• **Requirement**
Rewrite the material below as a Markdown table with the columns "Row" and "Content", one numbered row per line from the start of the material through the line containing "xmin=440 ymin=139 xmax=499 ymax=179". Skip blank lines and leave the pictures out.

• **Data for this exercise**
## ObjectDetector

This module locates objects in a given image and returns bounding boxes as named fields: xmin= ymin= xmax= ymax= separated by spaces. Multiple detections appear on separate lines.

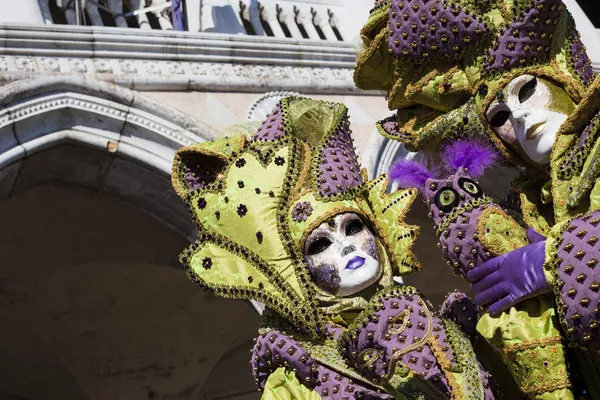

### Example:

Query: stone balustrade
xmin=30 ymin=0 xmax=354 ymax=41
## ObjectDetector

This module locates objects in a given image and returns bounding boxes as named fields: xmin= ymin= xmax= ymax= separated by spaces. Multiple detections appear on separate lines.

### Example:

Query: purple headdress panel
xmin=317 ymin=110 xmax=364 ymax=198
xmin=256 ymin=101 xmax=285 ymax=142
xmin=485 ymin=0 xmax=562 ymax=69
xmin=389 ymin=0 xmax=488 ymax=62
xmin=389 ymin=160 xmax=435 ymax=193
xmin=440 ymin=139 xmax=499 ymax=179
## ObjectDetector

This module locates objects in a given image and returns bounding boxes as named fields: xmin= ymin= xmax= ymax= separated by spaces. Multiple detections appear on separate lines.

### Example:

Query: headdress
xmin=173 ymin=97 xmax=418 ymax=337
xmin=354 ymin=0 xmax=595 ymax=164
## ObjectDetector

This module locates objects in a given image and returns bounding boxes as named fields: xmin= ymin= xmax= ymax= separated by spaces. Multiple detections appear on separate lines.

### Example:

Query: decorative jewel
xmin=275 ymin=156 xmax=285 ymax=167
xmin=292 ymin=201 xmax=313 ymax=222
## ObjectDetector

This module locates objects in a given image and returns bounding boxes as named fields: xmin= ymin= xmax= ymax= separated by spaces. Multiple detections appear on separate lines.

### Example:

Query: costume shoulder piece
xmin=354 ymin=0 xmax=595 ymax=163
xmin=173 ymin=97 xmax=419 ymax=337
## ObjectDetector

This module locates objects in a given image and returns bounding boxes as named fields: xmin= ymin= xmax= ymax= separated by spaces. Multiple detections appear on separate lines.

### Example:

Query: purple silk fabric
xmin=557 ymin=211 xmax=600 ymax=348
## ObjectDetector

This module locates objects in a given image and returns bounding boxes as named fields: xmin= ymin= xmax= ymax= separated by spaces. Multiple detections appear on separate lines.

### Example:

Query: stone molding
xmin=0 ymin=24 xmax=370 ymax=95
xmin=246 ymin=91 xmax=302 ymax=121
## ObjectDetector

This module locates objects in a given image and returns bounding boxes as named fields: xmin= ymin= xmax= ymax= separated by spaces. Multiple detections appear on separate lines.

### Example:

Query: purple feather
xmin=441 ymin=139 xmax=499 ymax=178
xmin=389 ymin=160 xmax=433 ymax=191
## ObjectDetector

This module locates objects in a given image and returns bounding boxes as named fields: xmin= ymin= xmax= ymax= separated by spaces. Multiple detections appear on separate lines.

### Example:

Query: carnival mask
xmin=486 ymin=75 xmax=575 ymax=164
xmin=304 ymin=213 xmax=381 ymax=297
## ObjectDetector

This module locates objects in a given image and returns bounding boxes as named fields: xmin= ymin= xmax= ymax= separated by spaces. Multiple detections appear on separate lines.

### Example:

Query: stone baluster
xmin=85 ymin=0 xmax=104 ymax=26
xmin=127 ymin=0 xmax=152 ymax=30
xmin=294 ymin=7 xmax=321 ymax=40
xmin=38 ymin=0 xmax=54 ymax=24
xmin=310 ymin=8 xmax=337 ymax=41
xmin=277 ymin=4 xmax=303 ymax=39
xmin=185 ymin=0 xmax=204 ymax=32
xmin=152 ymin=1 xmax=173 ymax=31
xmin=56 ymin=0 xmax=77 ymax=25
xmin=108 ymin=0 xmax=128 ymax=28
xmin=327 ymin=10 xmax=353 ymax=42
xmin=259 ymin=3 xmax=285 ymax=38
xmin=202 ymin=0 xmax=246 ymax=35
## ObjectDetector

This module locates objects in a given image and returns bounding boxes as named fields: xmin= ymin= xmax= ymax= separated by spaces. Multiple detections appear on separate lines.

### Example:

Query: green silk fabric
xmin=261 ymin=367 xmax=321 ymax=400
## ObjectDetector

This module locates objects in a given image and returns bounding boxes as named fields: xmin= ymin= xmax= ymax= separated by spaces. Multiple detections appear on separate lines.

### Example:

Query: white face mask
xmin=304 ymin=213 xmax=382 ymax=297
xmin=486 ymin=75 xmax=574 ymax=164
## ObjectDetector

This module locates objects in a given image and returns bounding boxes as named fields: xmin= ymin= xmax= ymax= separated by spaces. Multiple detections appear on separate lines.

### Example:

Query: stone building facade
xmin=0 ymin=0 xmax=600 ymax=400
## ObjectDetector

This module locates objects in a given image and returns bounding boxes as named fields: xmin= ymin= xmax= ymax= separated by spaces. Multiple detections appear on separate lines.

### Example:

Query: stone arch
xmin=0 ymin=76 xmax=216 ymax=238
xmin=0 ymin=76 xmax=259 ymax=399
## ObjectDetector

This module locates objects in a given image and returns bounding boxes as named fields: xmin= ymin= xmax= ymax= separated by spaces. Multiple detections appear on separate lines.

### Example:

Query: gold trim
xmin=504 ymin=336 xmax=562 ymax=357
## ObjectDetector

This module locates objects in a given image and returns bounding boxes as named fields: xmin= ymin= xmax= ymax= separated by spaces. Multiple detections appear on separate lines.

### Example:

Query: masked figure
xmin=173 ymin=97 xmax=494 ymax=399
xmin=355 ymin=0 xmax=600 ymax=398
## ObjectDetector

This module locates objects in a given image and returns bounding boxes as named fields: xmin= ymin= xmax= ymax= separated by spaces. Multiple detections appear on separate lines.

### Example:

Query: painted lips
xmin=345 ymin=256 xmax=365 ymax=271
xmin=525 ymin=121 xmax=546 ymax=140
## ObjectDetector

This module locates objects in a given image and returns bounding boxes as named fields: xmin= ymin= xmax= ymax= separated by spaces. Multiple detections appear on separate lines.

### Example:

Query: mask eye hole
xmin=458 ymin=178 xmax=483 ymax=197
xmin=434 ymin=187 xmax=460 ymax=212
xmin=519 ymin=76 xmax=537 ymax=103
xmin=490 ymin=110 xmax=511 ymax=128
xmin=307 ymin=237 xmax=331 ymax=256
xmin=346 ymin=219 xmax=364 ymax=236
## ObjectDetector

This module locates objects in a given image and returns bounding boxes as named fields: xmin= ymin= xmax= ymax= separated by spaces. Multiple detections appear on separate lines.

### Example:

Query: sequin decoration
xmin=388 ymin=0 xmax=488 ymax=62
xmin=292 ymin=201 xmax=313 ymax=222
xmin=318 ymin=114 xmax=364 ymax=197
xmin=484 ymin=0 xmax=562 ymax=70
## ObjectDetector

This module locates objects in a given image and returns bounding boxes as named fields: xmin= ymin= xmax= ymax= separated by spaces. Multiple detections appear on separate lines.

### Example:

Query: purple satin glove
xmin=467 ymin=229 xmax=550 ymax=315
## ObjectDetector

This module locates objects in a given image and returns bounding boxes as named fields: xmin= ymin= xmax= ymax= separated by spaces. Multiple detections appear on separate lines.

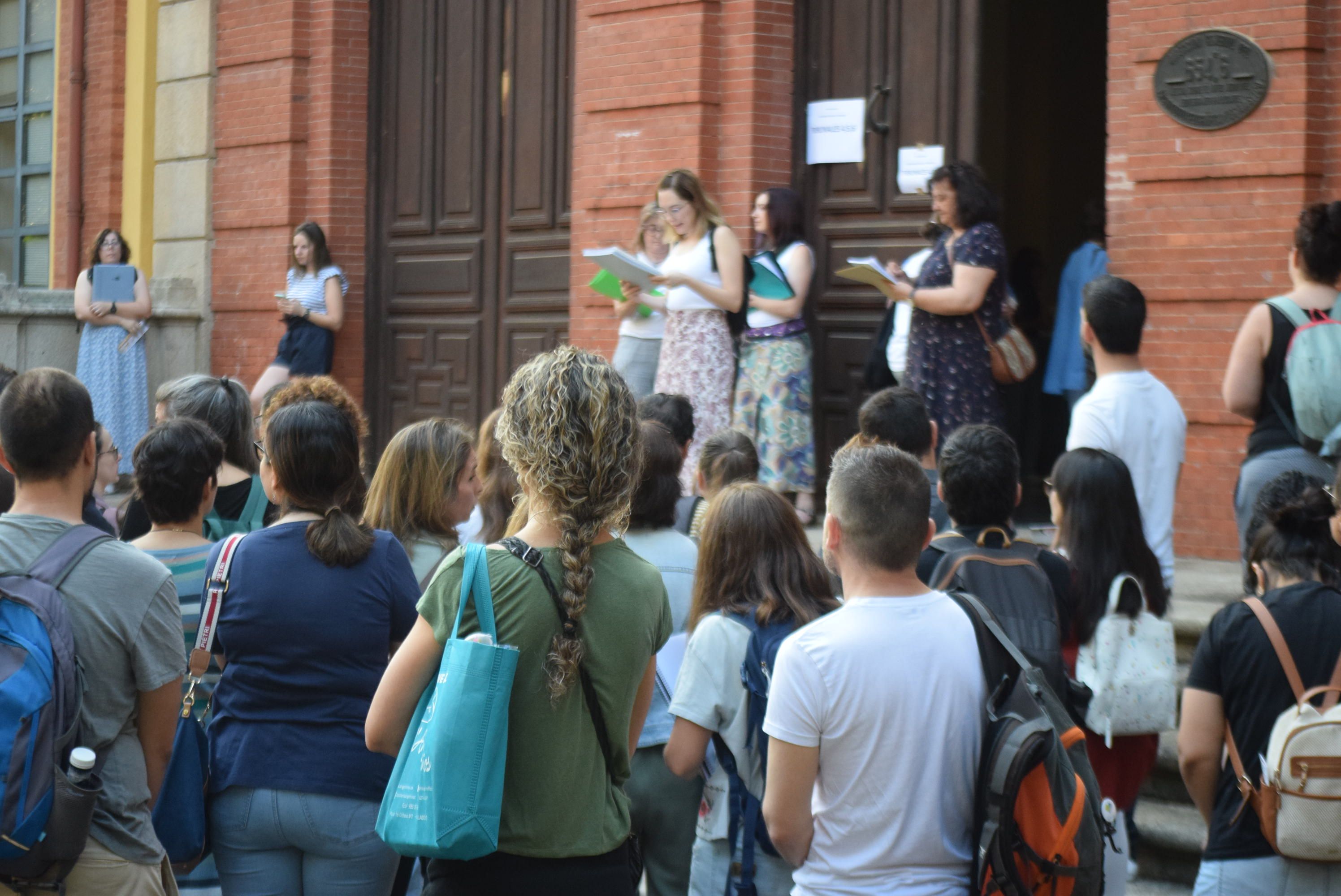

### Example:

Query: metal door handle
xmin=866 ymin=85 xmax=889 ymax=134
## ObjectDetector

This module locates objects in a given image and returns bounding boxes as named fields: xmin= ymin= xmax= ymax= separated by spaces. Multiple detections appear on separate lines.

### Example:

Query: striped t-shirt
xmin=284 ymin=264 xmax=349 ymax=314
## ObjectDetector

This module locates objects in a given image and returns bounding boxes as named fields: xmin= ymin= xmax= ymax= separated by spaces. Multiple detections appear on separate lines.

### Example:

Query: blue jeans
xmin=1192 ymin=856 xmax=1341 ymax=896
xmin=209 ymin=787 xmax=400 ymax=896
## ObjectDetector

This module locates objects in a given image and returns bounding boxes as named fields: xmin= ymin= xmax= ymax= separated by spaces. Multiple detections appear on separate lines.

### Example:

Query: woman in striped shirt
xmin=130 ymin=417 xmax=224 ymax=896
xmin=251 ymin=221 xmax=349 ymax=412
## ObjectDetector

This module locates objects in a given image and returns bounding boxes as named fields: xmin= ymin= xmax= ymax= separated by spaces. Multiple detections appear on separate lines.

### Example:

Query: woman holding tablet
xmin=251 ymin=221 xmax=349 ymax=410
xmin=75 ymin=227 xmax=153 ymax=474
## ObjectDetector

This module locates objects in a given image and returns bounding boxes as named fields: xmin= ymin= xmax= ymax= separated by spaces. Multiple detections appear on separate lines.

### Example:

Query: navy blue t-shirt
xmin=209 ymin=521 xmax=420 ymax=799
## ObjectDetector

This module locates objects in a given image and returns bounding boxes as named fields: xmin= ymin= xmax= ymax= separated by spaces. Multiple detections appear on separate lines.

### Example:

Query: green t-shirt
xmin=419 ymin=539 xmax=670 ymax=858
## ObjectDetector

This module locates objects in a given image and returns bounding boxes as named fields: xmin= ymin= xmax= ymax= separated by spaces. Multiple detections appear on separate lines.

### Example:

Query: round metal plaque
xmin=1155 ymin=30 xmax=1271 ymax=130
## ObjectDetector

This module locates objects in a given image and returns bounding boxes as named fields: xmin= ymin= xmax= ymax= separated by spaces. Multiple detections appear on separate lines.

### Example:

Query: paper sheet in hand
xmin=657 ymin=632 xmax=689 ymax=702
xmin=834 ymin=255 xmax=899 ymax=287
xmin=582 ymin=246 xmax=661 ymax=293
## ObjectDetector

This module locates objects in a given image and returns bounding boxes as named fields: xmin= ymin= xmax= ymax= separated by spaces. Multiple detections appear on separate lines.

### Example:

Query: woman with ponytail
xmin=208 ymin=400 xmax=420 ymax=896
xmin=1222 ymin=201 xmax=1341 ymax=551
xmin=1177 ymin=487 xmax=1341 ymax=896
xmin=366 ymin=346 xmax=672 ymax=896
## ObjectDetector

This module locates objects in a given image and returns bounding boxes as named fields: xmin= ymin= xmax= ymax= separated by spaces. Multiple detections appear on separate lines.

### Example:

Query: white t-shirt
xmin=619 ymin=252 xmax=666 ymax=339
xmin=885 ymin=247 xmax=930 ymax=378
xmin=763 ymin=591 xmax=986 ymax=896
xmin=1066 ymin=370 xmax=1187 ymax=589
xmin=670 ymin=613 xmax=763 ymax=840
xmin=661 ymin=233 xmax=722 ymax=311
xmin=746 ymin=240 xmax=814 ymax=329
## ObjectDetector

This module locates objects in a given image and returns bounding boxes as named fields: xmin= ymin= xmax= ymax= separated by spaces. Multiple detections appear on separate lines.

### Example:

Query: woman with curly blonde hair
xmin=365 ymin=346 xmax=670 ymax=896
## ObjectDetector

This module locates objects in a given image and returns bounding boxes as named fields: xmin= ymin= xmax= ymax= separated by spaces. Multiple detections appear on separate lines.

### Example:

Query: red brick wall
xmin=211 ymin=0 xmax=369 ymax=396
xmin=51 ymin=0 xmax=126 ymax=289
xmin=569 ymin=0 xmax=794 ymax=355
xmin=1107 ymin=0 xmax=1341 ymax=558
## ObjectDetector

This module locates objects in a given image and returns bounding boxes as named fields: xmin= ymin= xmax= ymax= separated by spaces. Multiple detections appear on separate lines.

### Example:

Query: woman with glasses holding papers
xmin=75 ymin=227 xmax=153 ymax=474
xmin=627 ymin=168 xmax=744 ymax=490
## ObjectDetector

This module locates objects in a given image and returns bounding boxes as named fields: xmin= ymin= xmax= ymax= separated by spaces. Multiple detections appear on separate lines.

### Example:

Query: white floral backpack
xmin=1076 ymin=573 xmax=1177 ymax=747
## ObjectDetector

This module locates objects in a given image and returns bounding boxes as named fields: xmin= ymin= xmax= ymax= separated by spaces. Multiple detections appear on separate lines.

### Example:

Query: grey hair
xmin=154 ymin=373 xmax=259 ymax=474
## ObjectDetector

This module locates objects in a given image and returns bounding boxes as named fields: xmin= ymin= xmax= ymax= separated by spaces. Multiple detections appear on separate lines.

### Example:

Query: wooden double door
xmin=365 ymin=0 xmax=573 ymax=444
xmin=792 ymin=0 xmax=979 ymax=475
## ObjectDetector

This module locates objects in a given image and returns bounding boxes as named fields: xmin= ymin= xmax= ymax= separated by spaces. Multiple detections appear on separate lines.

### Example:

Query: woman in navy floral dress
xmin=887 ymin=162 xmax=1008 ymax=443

• **Reply**
| Row | Content |
|---|---|
| 1 | ## ObjectDetector |
| 2 | This module locates objects in a given image and returns bounding boxes as named fields: xmin= ymin= xmax= ymax= separated by spaces. Multiple detections appear on separate lines. |
| 3 | ### Example: |
| 4 | Query: stone balustrade |
| 5 | xmin=30 ymin=0 xmax=354 ymax=41 |
| 6 | ## ObjectDetector |
| 7 | This module locates objects in a given image and returns bounding boxes as named fields: xmin= ymin= xmax= ymax= separated by spaces. Multiple detections appear on separate lines. |
| 8 | ### Example: |
| 9 | Query: purple headdress panel |
| 10 | xmin=317 ymin=110 xmax=364 ymax=198 |
| 11 | xmin=256 ymin=101 xmax=285 ymax=142 |
| 12 | xmin=485 ymin=0 xmax=562 ymax=69 |
| 13 | xmin=389 ymin=0 xmax=488 ymax=62 |
| 14 | xmin=389 ymin=160 xmax=435 ymax=193 |
| 15 | xmin=440 ymin=139 xmax=499 ymax=179 |